WORK REQUIRED: Gather every line of the data below that contains the word "white", and treat uppercase and lowercase as different.

***** LISTED ENTRIES

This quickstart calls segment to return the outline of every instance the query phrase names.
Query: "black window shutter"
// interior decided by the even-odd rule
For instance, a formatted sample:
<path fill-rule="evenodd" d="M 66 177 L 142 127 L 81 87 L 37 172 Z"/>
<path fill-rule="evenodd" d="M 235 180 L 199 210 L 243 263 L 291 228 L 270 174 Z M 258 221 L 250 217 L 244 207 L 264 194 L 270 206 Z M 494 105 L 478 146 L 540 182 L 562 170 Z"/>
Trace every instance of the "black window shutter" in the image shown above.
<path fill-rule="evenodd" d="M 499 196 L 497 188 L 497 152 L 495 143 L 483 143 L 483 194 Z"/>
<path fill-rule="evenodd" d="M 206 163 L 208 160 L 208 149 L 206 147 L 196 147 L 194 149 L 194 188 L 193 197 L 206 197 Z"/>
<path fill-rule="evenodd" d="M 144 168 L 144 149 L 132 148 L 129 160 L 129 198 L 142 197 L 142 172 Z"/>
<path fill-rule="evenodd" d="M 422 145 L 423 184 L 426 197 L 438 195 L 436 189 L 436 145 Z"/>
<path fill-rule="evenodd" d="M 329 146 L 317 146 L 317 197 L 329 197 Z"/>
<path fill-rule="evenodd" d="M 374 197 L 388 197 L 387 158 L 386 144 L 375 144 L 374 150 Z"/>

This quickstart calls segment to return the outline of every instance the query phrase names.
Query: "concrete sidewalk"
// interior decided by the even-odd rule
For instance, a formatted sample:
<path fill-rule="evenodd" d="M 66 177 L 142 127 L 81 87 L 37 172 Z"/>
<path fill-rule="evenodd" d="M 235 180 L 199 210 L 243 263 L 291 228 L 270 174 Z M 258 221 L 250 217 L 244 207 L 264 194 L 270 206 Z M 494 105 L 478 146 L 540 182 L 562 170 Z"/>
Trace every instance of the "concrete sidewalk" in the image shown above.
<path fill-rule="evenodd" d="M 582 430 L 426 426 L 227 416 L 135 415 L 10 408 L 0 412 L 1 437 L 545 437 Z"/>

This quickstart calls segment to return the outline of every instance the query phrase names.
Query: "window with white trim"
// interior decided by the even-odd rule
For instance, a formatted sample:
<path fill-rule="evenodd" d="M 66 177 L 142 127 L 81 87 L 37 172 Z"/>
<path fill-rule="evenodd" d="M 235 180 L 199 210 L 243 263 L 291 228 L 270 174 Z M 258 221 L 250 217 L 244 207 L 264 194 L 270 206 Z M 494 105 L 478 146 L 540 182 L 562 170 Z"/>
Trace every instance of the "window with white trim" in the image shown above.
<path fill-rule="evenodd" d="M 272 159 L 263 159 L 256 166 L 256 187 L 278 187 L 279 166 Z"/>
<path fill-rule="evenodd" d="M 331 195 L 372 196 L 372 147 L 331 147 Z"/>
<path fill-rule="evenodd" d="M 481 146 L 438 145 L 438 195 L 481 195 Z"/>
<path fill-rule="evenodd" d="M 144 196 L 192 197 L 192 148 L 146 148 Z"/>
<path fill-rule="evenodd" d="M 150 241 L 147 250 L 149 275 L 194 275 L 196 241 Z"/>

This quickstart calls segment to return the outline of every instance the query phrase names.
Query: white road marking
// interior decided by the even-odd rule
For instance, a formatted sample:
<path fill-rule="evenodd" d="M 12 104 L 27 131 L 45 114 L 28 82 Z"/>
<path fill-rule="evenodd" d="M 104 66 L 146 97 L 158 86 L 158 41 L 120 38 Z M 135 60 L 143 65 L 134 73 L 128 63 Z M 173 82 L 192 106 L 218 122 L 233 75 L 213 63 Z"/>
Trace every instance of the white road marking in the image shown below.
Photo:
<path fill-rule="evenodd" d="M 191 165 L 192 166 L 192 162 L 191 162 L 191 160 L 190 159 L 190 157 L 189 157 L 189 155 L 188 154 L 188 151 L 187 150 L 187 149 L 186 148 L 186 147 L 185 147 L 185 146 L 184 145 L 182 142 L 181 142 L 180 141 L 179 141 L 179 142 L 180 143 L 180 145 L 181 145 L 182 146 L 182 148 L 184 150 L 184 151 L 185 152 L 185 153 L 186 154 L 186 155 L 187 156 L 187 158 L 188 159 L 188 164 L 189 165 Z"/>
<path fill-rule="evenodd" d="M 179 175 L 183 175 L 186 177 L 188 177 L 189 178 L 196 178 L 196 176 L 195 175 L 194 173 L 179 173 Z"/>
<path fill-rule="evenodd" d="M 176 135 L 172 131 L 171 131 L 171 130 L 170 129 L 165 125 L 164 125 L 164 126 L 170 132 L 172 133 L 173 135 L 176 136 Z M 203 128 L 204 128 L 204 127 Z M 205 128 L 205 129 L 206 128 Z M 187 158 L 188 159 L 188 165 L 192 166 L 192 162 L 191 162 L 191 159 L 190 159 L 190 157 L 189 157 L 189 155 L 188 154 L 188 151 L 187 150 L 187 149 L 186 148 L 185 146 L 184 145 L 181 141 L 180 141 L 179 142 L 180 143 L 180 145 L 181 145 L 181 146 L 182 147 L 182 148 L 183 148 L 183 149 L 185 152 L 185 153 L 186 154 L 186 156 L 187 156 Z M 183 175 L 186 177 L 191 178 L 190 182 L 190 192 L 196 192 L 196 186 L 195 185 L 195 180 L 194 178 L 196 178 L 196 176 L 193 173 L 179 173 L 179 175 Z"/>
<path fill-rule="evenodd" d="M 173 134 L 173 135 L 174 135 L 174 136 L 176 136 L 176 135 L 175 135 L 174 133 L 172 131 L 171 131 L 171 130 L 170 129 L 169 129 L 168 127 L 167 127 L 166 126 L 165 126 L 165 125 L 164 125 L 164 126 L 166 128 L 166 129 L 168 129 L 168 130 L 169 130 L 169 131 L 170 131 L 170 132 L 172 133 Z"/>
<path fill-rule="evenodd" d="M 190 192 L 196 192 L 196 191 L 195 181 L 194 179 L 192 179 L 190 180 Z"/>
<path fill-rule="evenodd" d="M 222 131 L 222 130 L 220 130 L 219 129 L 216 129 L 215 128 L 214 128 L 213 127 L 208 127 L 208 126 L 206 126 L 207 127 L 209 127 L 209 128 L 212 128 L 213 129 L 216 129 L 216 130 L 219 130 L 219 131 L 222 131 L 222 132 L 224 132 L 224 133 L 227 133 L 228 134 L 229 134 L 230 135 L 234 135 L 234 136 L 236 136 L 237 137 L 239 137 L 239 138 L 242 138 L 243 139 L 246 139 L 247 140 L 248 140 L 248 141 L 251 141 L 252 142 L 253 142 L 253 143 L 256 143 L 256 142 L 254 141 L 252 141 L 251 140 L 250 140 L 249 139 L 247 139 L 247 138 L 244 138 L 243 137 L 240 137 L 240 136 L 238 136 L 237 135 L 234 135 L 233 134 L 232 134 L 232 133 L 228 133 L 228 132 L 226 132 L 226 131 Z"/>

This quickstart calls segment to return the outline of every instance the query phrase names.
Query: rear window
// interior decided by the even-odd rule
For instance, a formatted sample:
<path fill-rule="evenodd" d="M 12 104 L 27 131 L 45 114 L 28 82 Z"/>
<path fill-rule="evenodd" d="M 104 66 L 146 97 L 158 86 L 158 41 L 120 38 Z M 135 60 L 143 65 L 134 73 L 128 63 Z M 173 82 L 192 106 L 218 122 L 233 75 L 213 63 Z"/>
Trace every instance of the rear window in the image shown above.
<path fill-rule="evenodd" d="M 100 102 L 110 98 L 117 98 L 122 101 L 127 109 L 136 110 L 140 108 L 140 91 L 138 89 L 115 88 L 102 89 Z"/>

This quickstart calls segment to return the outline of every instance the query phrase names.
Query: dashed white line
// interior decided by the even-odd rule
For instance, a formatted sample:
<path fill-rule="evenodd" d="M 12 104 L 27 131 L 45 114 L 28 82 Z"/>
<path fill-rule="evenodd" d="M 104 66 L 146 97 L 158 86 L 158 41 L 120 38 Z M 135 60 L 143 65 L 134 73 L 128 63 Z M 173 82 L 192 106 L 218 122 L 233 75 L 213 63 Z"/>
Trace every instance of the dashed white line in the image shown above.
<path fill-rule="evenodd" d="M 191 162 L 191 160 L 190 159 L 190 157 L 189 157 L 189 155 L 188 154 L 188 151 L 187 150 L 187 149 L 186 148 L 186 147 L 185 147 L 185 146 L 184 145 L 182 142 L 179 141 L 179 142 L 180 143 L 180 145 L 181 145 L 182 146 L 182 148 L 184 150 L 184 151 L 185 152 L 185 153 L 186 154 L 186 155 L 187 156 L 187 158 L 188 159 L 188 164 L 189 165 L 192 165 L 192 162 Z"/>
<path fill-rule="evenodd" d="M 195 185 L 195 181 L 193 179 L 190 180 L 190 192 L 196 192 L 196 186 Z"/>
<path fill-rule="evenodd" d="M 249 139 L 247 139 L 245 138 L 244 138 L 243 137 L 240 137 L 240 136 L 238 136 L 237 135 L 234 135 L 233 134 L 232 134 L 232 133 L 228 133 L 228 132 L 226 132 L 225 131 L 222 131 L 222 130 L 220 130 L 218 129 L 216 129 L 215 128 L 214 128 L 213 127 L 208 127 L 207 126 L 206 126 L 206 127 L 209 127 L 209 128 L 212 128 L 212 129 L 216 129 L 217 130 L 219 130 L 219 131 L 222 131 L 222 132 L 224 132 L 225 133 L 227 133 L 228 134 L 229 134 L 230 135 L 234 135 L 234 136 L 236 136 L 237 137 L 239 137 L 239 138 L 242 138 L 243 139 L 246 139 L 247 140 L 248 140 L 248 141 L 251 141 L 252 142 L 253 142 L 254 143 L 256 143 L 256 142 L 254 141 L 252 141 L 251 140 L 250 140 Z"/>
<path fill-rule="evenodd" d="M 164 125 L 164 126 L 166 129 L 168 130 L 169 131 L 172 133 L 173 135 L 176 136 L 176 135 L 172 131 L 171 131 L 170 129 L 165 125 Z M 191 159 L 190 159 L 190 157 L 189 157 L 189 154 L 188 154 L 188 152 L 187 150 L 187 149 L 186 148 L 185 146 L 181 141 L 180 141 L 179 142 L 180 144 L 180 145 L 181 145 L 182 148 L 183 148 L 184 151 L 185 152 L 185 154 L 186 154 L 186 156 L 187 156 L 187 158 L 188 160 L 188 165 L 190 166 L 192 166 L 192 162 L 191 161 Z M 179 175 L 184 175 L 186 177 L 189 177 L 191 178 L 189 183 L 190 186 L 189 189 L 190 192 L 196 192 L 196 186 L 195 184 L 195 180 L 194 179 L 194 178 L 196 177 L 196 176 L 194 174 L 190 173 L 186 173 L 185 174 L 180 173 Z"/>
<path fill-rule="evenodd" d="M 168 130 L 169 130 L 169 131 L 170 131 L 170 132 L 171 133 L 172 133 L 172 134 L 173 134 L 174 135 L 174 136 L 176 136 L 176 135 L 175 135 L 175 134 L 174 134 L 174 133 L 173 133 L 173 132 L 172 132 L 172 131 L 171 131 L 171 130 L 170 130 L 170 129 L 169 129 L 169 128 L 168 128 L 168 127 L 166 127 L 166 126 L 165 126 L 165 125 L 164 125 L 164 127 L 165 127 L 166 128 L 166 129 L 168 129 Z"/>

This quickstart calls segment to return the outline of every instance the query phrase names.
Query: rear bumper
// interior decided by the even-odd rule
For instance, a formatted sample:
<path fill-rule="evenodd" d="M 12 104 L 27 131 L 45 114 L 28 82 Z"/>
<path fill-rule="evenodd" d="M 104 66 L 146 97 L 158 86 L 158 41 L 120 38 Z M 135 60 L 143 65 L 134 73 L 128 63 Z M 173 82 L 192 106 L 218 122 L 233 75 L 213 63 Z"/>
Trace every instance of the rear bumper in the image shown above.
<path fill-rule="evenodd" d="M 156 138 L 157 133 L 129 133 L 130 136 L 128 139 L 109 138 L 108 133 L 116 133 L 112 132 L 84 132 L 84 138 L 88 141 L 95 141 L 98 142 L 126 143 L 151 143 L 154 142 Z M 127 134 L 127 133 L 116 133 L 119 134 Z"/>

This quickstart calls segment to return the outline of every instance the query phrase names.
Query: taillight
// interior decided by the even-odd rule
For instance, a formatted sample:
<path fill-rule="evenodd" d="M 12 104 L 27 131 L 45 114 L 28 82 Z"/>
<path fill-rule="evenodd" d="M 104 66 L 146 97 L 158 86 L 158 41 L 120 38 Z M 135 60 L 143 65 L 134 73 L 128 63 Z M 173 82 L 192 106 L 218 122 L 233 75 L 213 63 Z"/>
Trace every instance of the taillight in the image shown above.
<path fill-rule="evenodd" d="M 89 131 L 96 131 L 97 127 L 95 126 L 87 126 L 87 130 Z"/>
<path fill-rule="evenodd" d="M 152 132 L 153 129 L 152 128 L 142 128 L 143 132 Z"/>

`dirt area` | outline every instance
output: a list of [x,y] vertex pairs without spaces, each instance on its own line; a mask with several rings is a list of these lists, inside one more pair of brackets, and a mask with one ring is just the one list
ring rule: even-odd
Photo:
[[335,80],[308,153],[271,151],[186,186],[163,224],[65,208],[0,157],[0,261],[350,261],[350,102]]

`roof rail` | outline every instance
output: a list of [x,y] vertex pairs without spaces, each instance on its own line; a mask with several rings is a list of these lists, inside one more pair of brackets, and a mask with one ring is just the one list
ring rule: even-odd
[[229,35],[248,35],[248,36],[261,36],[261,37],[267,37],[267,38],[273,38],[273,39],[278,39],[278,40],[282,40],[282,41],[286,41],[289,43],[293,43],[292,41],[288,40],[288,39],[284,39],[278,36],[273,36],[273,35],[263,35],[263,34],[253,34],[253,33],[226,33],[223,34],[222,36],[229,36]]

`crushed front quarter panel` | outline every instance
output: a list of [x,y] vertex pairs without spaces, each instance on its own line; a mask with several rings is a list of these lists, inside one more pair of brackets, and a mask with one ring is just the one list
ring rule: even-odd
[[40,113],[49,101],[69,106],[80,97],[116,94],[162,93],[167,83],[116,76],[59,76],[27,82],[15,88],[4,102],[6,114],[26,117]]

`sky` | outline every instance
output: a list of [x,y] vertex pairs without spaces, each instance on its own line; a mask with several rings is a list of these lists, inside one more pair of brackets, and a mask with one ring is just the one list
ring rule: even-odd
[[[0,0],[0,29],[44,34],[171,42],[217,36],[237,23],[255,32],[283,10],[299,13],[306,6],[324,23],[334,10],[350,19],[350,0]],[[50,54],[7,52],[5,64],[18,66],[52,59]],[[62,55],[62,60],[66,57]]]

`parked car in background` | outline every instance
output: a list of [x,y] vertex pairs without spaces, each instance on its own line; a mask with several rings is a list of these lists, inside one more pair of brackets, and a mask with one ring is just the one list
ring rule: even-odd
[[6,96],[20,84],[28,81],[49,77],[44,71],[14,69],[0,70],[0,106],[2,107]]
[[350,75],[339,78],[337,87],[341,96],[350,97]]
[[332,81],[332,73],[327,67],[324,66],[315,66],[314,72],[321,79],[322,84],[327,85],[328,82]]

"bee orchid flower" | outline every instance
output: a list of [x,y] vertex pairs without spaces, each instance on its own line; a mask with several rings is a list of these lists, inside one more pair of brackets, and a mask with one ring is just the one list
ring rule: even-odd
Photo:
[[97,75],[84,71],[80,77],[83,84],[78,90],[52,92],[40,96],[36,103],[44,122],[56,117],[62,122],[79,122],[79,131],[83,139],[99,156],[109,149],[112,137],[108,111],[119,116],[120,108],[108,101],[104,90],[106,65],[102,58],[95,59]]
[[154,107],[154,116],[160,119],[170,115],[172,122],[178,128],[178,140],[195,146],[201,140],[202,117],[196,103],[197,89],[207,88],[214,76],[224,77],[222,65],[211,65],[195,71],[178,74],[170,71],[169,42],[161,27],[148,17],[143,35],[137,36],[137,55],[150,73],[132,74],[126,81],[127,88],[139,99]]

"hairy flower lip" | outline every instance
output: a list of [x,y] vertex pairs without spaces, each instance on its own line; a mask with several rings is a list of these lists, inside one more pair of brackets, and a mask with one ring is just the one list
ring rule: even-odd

**********

REPLY:
Query: "window with white trim"
Trace every instance of the "window with white trim" in the image shown above.
Query: white road marking
Trace every instance of the white road marking in the image shown below.
Query: dashed white line
Trace every instance of the dashed white line in the image shown above.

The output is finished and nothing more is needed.